* _Listed entries_
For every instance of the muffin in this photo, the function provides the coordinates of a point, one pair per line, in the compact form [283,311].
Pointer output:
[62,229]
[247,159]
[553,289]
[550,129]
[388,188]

---

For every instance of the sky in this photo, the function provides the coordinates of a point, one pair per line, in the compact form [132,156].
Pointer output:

--

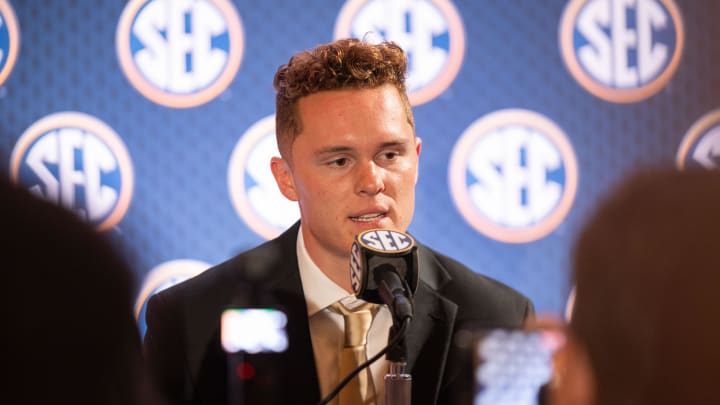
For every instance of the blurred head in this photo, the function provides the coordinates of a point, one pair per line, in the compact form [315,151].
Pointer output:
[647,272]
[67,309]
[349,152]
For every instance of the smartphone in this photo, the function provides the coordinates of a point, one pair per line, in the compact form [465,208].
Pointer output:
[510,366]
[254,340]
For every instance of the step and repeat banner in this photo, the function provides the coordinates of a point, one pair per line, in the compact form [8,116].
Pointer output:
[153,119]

* _Short problem_
Extract from the listing above every line containing the string "form", treating uppercase and lowercase letters as distinct.

* _Task answer_
For every instance of the muffin in this photo, the function provides the coordinates of a point, one pair per line, in the compact form [283,311].
For every instance of the sky in this photo, the function provides the coordinates of a point, one pair per line, in the compact form [132,156].
For every instance of the blurred head in this photo, the function provides the coordinates of a point, one pair per line, in the compact form [315,151].
For every instance of the smartphone in this photo, the function provides the coordinates of a point, one pair per line, in the compact form [465,208].
For every instance of the step and repeat banner in this photo, the function provides the coordinates of a point, one pair per line, in the compact form [8,116].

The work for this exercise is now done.